──────── TASK INPUT ────────
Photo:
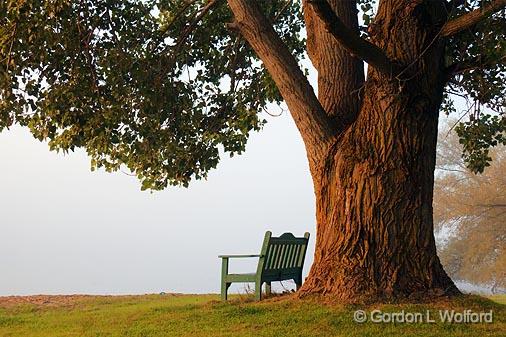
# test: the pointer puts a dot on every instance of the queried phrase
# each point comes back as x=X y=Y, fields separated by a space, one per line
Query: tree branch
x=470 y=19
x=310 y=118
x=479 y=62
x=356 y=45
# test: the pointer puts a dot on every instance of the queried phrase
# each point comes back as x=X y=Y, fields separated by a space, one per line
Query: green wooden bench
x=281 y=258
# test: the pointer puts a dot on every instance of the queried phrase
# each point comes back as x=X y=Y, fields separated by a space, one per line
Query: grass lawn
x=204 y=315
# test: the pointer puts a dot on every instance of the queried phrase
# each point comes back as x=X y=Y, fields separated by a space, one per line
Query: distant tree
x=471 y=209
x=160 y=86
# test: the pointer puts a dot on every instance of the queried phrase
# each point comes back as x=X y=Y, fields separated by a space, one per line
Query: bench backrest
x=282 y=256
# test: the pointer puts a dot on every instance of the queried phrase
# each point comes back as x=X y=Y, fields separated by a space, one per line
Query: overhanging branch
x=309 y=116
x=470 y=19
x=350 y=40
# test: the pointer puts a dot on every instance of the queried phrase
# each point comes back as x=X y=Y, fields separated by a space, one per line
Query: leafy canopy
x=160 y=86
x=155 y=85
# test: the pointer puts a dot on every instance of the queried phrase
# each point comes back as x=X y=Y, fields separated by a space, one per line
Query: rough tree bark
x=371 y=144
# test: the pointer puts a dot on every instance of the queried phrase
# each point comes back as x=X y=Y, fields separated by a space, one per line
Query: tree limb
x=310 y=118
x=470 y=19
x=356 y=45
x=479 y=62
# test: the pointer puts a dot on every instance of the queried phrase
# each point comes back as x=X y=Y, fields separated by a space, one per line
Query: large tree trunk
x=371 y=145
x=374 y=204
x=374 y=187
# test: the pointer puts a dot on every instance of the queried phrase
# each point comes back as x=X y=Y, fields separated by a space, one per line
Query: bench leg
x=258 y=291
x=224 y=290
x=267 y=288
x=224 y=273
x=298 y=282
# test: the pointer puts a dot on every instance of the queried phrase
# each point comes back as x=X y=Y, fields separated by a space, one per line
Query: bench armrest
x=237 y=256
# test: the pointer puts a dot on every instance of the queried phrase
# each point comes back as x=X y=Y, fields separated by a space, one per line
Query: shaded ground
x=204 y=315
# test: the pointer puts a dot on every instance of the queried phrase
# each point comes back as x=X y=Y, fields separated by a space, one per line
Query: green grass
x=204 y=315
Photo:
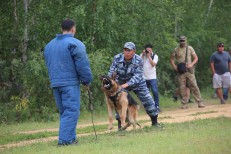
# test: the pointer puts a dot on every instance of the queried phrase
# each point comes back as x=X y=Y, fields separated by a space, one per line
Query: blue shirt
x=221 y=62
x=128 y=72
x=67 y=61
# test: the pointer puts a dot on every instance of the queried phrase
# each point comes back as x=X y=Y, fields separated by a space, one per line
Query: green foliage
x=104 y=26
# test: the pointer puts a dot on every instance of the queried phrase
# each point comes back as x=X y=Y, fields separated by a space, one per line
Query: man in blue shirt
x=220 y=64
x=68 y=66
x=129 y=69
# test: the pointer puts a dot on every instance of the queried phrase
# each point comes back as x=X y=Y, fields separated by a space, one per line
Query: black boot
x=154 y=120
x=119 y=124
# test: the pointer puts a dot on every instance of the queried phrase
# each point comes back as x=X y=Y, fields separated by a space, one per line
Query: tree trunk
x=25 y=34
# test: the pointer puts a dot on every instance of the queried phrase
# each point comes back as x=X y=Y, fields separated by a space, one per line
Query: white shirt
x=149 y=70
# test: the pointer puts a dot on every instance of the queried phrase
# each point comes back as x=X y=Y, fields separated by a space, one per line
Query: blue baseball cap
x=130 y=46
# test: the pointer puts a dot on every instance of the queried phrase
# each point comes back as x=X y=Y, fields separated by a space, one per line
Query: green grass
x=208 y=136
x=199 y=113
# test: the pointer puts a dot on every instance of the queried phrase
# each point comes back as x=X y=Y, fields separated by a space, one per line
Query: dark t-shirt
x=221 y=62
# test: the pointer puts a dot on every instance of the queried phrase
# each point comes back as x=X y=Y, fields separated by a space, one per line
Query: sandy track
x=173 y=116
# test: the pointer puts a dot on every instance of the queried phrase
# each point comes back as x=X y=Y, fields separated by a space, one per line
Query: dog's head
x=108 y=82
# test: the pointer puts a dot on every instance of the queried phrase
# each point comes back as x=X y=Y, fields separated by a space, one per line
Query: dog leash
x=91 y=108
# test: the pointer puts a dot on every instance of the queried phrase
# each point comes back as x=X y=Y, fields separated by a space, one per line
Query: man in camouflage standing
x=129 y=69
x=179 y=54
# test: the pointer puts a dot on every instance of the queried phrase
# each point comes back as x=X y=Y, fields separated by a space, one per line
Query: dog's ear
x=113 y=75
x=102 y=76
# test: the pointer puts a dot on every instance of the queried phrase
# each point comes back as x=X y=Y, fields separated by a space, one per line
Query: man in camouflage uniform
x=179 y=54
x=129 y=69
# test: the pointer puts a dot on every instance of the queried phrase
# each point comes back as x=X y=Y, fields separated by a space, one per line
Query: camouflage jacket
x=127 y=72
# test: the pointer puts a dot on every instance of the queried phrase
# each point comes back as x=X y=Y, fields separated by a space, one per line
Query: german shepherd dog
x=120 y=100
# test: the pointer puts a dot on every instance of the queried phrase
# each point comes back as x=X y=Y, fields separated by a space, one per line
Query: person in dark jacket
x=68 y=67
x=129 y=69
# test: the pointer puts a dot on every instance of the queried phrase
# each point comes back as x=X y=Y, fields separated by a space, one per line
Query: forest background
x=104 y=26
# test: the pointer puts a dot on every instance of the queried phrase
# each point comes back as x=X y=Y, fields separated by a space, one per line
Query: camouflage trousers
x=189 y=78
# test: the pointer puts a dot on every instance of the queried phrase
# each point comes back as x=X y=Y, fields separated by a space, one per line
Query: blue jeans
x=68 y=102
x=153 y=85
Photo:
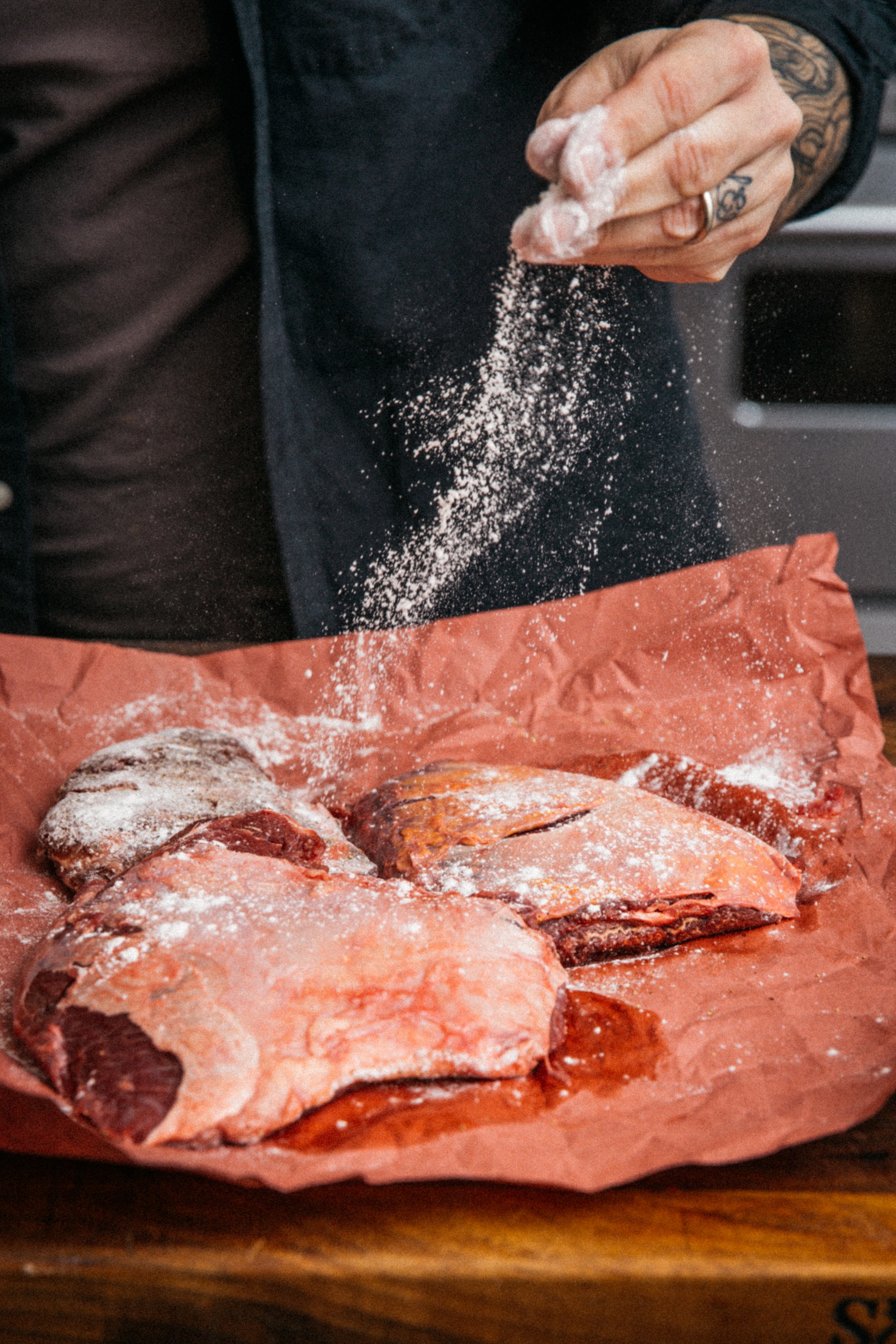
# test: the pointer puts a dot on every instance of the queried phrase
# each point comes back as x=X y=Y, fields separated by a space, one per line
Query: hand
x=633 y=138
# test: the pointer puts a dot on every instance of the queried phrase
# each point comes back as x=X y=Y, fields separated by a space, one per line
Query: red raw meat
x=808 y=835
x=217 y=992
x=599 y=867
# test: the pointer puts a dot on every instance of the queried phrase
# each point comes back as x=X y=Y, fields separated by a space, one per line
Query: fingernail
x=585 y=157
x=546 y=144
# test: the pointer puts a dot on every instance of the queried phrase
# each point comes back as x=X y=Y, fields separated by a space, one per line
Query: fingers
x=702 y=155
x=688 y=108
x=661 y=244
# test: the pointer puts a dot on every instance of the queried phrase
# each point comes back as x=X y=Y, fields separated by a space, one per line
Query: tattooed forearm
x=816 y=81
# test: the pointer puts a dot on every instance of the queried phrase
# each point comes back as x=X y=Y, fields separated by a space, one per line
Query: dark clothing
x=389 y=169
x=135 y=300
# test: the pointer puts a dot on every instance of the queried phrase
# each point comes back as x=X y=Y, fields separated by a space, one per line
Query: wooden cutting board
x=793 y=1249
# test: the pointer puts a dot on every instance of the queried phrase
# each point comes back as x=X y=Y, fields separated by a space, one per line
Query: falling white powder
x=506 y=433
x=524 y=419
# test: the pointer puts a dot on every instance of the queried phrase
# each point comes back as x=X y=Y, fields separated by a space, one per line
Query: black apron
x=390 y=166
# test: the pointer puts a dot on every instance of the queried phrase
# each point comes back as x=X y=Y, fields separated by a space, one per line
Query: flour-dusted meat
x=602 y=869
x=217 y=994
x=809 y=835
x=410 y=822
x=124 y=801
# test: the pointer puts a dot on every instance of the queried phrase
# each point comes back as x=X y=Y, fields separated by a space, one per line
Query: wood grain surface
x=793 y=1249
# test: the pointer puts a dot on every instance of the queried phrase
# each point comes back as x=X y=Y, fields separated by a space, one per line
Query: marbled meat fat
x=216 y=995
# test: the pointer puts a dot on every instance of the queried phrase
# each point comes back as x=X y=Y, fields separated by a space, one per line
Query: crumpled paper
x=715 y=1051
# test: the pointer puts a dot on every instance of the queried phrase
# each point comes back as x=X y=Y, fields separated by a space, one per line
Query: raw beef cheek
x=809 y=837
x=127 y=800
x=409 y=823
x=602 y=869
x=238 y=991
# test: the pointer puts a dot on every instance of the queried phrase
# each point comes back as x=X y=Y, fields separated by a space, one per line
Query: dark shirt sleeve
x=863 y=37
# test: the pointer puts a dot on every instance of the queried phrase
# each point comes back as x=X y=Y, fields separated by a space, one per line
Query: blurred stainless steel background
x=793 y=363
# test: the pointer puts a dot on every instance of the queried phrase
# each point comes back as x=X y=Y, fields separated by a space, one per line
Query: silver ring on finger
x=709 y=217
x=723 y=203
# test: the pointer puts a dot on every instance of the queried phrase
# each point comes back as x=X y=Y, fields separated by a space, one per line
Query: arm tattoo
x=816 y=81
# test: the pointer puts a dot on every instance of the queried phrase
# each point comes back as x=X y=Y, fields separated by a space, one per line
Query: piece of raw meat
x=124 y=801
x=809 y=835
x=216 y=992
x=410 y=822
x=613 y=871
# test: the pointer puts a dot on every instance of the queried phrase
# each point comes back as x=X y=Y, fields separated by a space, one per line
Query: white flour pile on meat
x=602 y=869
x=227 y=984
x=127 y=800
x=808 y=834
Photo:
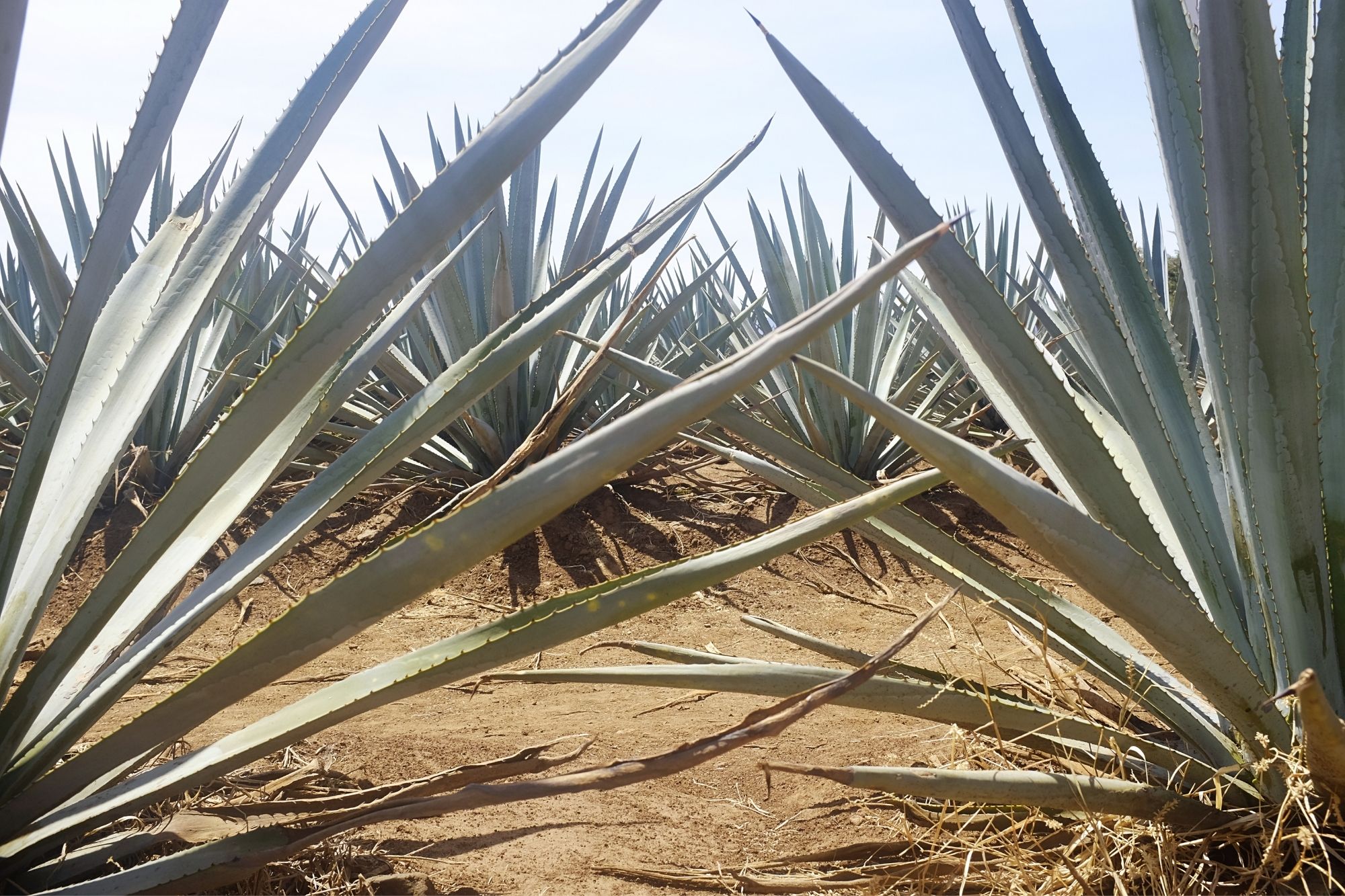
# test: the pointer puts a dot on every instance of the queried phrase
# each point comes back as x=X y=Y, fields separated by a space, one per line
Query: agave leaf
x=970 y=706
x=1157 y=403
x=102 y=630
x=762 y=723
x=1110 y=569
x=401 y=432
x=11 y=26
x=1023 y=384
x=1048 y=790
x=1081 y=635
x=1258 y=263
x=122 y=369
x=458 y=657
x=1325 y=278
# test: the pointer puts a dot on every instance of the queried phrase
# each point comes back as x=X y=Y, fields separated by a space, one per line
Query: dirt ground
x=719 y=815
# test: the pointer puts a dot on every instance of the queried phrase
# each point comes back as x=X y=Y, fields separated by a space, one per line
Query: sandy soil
────────
Rewrite the records starting at their beginning and ending at the line that contains "x=281 y=258", with "green wooden bench" changed to "park bench" and everything else kept the same. Omit the pictures from your answer.

Photo:
# test: the pointer puts a dot on every instance of the queried phrase
# each point comes back as x=X y=Y, fields separated by a space, one per line
Query: tree branch
x=470 y=19
x=310 y=118
x=479 y=62
x=356 y=45
# test: the pointer puts a dot on every instance of the queried phrase
# each point comes back as x=X y=Y, fields separated by a space, one per line
Query: park bench
x=281 y=258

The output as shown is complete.